### Stated exercise
Copy out the part of the material that opens with the line containing "of the black" and runs through the end of the material, with the request line included. Multiply each coordinate in the answer by 2.25 and round to a whole number, rounding halves up.
start Data supplied
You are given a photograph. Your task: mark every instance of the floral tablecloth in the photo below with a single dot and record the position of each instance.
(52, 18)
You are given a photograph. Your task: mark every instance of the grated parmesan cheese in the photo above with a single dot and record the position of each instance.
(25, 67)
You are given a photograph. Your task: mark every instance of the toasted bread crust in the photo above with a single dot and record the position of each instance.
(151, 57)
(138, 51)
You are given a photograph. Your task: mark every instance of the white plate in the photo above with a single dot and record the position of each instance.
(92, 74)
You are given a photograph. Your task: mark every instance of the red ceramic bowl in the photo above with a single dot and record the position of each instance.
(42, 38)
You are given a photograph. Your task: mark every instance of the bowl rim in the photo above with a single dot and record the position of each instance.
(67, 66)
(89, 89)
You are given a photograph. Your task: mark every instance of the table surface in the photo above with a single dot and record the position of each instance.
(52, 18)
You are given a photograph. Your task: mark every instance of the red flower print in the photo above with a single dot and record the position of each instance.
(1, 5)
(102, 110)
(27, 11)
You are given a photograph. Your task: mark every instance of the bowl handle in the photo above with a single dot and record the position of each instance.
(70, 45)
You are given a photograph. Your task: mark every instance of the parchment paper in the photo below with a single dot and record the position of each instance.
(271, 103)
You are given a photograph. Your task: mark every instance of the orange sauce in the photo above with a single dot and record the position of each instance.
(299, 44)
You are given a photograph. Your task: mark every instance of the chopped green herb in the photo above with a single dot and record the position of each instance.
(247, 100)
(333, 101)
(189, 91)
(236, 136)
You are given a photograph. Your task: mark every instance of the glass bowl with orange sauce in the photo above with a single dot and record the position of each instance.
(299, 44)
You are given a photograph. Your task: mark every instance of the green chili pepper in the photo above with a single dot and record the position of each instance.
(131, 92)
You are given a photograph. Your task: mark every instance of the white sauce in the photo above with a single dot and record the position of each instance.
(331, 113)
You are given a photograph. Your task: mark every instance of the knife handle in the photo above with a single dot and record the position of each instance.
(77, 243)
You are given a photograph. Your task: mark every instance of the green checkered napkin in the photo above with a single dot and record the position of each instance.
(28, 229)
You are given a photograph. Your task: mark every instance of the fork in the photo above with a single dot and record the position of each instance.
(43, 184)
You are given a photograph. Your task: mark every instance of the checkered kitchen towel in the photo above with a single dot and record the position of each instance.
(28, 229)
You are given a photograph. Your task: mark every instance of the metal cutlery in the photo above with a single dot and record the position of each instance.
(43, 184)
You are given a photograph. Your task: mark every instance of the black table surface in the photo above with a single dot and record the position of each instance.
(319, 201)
end Data supplied
### Written response
You are given a photograph. Your task: mark every instance of the black table surface in the photo above with a single dot and record the position of each instance.
(718, 452)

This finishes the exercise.